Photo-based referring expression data
+===+

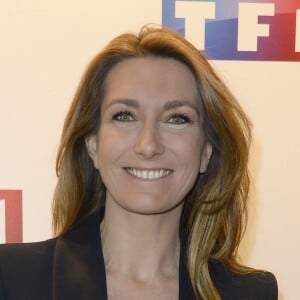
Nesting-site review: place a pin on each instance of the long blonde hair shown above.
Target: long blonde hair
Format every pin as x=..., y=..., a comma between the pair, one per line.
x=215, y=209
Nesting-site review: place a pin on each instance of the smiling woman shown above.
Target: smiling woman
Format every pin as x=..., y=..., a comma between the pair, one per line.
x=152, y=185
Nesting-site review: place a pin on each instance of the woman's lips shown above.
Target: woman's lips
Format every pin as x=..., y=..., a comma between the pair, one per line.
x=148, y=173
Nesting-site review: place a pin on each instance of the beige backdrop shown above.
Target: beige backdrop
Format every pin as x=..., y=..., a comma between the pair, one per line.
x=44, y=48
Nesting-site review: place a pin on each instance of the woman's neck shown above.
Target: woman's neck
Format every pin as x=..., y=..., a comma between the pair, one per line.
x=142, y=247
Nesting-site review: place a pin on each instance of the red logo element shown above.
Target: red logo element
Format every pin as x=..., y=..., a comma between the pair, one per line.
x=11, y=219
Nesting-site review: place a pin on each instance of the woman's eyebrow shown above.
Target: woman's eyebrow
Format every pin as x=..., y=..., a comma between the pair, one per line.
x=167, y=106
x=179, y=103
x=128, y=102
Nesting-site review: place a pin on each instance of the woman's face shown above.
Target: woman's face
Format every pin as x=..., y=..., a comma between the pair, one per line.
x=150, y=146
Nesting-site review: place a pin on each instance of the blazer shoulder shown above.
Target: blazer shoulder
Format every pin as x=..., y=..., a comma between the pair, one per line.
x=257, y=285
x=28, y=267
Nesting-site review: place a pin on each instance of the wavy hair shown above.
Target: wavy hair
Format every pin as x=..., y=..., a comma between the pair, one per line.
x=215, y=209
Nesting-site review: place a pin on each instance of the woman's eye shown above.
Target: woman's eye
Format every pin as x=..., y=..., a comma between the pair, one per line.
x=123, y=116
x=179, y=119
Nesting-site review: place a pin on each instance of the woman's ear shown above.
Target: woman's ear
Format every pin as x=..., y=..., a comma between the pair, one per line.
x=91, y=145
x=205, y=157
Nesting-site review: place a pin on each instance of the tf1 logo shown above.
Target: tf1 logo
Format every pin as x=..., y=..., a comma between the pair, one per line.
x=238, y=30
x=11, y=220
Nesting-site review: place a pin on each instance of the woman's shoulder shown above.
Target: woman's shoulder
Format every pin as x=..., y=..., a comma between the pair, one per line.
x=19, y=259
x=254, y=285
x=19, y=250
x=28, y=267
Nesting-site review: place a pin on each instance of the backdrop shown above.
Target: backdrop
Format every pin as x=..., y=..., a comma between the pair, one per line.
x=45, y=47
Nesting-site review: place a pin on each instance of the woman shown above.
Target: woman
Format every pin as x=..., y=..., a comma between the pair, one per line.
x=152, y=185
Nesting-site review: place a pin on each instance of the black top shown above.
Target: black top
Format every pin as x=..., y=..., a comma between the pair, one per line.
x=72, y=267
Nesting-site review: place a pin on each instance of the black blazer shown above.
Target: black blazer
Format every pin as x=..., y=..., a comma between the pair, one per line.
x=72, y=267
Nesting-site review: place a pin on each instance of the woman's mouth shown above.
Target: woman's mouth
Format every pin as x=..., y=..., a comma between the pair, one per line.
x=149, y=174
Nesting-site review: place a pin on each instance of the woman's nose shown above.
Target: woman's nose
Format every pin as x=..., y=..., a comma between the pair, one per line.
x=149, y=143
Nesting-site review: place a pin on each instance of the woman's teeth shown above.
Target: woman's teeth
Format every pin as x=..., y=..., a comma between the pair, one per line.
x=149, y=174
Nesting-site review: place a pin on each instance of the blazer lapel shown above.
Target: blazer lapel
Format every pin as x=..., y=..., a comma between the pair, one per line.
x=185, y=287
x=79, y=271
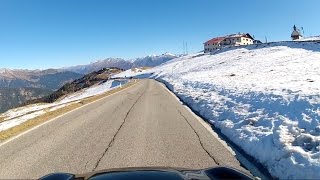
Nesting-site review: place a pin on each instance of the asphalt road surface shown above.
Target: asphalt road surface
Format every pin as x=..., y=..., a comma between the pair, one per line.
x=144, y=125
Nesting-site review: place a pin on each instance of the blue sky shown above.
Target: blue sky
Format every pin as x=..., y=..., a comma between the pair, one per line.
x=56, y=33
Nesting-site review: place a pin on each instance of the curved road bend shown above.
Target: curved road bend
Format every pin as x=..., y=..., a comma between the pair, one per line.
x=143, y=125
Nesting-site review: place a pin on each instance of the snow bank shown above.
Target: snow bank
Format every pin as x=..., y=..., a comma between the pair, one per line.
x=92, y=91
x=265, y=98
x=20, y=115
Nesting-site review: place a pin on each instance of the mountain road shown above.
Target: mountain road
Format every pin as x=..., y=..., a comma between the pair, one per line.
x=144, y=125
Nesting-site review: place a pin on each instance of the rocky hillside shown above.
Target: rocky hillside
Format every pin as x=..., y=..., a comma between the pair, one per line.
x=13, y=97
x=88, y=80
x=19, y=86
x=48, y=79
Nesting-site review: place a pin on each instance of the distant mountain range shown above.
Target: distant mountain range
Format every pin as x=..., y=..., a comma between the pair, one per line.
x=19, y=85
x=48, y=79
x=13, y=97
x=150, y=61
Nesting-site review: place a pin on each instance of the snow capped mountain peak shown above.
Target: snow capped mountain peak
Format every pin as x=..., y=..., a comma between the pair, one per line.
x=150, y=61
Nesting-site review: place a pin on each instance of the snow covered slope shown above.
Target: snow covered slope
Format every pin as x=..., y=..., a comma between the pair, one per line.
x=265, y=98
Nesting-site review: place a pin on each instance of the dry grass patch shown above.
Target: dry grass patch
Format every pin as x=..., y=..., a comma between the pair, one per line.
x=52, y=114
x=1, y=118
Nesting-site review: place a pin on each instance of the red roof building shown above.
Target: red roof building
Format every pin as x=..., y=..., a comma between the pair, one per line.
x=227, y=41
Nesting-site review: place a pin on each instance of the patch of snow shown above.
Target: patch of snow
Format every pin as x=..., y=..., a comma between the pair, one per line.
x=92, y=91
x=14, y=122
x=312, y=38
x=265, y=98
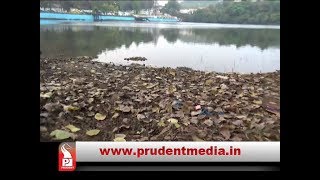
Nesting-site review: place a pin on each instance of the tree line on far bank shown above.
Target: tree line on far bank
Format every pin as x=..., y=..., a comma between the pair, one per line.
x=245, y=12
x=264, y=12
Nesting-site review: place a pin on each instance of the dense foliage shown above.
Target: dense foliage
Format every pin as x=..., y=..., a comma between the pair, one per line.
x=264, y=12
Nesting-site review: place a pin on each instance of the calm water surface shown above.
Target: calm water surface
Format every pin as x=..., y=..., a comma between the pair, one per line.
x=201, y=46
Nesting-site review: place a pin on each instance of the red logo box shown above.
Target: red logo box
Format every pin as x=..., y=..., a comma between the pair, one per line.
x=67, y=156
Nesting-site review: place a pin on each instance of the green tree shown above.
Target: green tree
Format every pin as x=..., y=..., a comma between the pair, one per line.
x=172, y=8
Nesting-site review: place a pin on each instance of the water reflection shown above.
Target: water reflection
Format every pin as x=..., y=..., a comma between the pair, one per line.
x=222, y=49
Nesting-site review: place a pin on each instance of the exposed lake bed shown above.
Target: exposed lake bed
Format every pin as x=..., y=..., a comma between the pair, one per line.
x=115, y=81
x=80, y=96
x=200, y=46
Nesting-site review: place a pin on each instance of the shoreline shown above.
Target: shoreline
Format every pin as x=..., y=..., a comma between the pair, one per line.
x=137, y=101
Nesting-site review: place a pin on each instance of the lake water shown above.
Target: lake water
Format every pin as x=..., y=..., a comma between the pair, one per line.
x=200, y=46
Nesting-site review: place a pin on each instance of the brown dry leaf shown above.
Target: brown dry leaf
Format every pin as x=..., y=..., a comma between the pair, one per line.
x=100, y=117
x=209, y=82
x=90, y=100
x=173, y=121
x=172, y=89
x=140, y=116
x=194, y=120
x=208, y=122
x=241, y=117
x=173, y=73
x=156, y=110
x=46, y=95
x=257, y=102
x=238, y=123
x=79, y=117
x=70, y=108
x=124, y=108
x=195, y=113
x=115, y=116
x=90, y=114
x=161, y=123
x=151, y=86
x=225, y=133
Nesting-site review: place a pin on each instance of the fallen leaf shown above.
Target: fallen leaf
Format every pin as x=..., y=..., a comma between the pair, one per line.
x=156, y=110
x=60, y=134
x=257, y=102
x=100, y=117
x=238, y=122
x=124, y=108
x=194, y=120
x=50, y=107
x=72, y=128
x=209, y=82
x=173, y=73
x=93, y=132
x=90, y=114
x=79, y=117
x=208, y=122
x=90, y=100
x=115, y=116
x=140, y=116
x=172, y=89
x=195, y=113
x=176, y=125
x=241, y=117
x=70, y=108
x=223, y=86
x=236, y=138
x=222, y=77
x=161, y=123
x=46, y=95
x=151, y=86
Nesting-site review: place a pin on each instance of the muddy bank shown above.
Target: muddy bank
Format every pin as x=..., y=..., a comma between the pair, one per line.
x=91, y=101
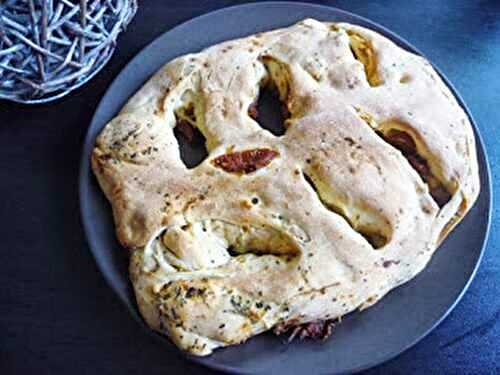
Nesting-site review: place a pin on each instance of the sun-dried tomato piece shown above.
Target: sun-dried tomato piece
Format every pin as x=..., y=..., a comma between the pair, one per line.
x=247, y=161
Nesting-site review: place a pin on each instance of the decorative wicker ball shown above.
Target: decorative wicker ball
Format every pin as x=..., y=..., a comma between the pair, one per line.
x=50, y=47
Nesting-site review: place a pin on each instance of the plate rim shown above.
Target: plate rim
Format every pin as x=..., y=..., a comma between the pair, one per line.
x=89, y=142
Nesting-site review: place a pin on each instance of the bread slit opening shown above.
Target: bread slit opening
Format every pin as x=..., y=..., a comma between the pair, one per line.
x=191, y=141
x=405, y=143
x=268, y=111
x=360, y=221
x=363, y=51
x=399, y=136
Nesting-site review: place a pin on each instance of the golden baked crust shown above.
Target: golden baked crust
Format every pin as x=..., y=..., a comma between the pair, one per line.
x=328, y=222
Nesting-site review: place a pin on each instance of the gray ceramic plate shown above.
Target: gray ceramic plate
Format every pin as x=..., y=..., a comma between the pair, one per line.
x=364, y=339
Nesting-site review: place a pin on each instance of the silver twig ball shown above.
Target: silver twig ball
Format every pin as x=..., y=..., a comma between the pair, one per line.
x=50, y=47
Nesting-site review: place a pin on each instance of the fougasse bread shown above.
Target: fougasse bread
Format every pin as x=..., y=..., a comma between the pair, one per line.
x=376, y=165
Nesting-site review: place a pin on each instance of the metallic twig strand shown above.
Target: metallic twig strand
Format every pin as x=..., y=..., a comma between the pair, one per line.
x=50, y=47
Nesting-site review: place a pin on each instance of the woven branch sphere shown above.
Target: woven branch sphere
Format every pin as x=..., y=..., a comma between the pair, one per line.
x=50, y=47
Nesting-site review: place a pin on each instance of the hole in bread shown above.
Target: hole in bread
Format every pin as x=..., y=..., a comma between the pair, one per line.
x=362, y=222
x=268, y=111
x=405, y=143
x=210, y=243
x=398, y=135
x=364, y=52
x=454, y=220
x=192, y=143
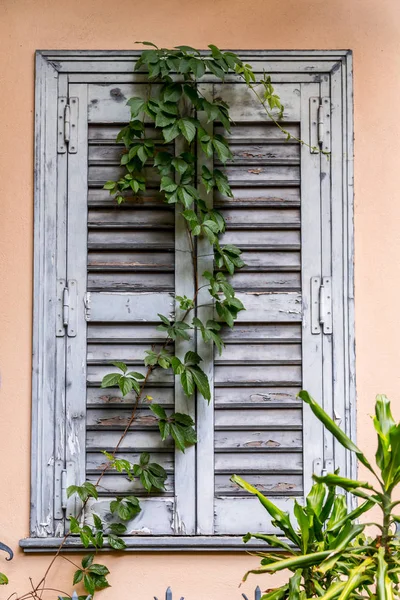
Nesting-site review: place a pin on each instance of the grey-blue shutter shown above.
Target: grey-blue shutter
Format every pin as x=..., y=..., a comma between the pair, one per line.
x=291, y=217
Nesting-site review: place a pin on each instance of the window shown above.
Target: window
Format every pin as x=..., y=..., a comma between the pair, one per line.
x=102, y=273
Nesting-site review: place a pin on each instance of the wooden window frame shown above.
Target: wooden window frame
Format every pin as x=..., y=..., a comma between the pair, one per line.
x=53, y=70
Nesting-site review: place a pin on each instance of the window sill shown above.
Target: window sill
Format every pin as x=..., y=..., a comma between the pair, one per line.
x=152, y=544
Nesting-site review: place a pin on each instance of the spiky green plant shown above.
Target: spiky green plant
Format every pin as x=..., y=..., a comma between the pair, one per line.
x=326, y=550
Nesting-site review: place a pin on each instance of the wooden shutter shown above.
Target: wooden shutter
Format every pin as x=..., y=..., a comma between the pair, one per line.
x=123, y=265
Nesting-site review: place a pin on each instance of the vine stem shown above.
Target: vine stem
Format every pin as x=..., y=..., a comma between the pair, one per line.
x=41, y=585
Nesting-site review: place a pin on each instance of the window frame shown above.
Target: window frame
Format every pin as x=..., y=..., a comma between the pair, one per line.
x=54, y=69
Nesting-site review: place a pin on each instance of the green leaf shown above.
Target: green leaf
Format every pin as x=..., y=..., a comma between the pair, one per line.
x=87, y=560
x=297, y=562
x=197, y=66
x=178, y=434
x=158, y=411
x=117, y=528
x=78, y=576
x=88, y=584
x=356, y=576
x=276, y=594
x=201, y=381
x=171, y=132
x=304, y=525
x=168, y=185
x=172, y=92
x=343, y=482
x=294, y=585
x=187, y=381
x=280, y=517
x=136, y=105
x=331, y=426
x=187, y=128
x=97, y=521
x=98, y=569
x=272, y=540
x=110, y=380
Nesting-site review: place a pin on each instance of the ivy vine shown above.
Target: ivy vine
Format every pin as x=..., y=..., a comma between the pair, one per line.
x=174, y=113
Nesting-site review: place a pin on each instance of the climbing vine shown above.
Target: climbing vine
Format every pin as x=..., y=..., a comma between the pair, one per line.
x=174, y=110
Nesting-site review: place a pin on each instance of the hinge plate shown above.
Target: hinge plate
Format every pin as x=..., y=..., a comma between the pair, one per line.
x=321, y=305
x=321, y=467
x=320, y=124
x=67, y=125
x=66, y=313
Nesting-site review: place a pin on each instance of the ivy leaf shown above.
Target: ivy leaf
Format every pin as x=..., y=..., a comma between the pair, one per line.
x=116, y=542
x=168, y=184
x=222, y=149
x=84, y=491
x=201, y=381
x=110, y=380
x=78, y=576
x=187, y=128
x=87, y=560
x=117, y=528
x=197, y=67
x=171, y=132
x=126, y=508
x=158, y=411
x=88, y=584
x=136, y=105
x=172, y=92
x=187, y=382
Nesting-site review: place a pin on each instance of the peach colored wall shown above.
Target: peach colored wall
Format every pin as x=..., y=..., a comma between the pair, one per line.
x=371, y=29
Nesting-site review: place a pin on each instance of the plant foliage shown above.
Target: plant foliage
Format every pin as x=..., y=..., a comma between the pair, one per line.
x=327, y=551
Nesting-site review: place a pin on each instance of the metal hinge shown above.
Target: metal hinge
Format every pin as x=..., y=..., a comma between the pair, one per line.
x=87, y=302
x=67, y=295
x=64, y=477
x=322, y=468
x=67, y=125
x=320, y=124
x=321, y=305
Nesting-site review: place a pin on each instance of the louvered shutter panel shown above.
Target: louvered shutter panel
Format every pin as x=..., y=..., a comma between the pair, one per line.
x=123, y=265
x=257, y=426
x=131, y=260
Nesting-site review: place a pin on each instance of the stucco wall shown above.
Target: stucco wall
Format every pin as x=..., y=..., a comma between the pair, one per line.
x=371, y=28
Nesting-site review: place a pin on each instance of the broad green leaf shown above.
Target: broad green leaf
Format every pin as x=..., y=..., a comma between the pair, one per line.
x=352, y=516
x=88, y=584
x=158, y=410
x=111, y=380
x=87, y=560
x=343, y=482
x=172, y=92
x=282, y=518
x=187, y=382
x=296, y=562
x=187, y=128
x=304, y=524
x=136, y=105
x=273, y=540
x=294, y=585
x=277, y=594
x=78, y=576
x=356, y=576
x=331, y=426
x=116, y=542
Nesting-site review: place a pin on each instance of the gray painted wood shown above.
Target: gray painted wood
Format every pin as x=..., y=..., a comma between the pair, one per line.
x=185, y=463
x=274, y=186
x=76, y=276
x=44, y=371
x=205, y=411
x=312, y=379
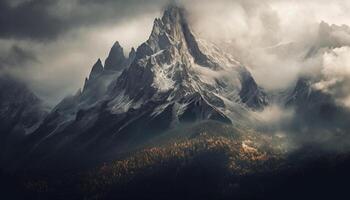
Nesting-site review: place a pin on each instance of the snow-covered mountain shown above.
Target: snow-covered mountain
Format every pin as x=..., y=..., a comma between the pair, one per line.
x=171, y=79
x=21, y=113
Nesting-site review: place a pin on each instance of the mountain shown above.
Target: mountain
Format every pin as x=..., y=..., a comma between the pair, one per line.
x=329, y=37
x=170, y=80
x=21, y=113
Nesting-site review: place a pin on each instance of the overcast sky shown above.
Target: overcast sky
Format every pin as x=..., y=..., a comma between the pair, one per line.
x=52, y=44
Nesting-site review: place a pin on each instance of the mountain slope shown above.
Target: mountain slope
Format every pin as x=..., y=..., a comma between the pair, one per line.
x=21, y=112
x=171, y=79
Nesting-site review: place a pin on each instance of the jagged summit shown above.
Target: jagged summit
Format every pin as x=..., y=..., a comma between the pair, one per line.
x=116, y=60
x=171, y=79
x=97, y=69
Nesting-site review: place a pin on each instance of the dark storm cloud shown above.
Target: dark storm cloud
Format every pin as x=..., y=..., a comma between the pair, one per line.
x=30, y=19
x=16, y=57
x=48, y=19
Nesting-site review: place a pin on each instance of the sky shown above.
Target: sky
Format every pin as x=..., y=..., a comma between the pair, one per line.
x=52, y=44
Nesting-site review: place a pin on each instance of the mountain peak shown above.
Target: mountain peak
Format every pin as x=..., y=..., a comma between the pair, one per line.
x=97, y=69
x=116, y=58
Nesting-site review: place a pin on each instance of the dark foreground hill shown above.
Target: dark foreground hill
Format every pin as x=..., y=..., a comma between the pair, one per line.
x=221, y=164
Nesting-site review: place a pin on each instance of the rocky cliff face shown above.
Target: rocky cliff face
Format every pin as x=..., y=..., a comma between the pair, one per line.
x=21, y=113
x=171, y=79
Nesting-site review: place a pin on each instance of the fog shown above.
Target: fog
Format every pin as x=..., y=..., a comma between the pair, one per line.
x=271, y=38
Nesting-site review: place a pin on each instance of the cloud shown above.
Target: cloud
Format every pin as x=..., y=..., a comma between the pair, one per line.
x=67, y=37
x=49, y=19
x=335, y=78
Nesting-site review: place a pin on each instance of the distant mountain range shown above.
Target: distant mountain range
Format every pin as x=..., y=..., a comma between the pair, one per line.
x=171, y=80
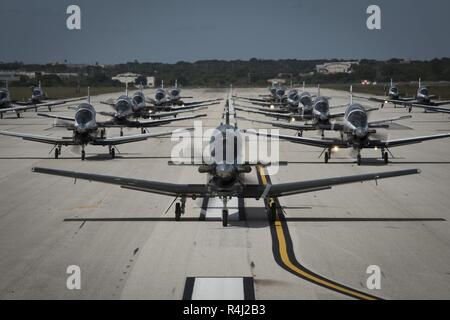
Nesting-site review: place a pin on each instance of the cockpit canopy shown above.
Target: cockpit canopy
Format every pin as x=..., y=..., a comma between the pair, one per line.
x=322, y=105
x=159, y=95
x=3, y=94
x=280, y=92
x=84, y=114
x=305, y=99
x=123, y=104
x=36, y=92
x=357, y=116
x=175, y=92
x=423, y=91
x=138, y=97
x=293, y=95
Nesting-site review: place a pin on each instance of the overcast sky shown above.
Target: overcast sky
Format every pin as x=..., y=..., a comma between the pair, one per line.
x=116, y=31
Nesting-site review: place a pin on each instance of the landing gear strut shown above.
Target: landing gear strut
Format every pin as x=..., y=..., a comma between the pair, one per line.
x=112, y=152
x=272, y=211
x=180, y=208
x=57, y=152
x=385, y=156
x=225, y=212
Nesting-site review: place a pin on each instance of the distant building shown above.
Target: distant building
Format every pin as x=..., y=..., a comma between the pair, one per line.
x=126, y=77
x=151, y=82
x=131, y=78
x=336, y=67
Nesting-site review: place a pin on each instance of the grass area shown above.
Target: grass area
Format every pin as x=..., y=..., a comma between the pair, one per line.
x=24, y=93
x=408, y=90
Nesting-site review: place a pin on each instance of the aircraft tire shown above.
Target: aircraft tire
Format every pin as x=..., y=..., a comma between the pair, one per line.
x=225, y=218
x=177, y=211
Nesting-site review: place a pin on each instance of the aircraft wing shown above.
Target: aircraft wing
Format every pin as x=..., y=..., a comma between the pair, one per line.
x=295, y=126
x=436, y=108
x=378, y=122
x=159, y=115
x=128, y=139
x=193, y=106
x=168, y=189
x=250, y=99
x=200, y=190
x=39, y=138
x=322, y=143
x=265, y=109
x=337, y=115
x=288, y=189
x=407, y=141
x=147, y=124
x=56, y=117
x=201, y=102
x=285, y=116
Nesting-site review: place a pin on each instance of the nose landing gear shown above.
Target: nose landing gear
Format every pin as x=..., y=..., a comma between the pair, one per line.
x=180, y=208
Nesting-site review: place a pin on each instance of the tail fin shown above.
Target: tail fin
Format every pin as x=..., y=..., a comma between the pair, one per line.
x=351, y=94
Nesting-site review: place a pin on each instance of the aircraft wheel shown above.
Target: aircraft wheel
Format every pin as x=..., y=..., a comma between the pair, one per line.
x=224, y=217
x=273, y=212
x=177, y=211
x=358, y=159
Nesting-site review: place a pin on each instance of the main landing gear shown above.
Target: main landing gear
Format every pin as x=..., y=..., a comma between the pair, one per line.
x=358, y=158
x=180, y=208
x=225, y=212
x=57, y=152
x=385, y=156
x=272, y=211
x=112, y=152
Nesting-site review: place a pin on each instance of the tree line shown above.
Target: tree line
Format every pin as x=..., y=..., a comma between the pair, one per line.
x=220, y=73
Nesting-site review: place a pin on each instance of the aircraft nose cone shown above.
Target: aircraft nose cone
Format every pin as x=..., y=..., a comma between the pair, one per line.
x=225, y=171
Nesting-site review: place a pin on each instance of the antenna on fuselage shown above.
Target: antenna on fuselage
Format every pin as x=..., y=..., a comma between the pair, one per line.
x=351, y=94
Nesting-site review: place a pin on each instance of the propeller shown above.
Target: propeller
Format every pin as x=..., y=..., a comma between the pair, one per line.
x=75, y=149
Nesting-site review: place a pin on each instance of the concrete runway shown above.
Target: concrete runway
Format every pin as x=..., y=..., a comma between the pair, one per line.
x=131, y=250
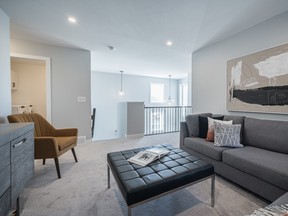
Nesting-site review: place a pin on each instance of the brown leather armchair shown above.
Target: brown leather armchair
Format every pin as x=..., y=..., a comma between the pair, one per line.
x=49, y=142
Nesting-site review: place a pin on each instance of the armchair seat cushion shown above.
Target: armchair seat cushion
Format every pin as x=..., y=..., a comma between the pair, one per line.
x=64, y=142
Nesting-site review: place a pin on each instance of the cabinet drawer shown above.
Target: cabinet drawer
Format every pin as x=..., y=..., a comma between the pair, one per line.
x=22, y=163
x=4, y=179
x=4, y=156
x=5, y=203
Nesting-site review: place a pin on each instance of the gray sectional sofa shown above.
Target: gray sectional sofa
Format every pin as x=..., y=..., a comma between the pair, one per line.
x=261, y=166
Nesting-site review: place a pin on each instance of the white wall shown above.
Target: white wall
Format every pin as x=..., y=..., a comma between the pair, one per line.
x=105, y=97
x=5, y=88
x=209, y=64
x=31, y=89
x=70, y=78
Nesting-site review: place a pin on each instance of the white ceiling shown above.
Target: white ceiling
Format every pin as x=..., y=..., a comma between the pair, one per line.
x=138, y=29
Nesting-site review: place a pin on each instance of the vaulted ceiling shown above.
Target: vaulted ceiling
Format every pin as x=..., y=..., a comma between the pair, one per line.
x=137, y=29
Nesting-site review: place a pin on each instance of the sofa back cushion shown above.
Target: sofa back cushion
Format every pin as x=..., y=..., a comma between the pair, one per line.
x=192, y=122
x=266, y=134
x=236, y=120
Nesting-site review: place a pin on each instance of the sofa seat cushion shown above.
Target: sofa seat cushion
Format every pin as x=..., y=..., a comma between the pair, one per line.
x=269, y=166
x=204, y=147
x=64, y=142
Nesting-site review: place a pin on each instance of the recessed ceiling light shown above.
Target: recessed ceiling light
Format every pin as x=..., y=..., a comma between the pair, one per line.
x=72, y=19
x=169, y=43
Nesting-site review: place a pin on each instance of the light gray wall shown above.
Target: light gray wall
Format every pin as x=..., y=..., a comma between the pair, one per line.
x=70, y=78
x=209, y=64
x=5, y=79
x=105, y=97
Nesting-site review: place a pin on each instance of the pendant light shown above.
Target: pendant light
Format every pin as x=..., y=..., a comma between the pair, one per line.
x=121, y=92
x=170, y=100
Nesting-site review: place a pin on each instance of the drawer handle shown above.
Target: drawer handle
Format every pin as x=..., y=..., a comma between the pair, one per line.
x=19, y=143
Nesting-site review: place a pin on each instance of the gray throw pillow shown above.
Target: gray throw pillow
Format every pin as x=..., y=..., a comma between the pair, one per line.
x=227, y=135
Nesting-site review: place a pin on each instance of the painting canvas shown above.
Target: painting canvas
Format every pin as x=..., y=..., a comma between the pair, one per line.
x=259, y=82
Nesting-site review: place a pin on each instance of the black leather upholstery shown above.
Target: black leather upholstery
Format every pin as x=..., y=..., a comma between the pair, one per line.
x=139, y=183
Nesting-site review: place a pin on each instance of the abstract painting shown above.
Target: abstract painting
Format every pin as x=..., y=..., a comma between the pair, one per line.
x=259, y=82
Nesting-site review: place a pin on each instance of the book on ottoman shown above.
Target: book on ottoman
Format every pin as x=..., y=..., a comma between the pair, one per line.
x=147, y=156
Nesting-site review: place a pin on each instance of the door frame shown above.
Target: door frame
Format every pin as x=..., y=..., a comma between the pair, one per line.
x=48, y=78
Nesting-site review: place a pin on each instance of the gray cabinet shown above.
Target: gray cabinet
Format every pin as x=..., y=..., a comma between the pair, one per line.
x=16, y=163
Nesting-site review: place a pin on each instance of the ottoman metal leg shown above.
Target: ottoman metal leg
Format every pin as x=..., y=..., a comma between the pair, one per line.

+===+

PROBLEM REQUIREMENTS:
Tally the lines of the records that contain "storm", then write only the total.

ANSWER TO THIS EXERCISE:
2